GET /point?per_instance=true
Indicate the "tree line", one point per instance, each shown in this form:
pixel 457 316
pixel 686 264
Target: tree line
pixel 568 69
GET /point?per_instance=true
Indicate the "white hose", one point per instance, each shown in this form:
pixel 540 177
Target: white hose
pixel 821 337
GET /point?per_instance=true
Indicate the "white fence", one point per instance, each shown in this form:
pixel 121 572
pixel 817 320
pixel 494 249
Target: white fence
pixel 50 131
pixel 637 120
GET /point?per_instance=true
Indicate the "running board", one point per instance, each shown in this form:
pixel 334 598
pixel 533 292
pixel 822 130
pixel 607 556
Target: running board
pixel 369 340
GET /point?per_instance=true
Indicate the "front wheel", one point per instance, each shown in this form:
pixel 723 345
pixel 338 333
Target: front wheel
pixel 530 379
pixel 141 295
· · · · · · ·
Task brief
Which lines hold the word "this"? Return all of them from the records above.

Final answer
Indicate the "tree line", one point per instance, each shown in this form:
Indicate the "white hose", one point per instance, each shown in this form:
Indicate the "white fence", one point per instance, each shown in this form:
Indicate the "running board", one point per instance, each shown in this form:
Indicate the "front wheel", one point per instance, each shown in this form:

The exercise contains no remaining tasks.